*DIRECTION*
Set out all the rows below as a numbered list, leaving out any blank lines.

[start EXTRACTED MATERIAL]

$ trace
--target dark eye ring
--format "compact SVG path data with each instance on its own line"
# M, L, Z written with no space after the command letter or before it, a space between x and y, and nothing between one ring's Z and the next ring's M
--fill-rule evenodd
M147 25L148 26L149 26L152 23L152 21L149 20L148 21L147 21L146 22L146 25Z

[end EXTRACTED MATERIAL]

*COMPLETED TASK*
1. $ trace
2. --target dark eye ring
3. --format "compact SVG path data with each instance on its own line"
4. # M, L, Z written with no space after the command letter or before it, a space between x and y, and nothing between one ring's Z and the next ring's M
5. --fill-rule evenodd
6. M147 25L148 26L149 26L152 23L152 21L149 20L148 21L147 21L146 22L146 25Z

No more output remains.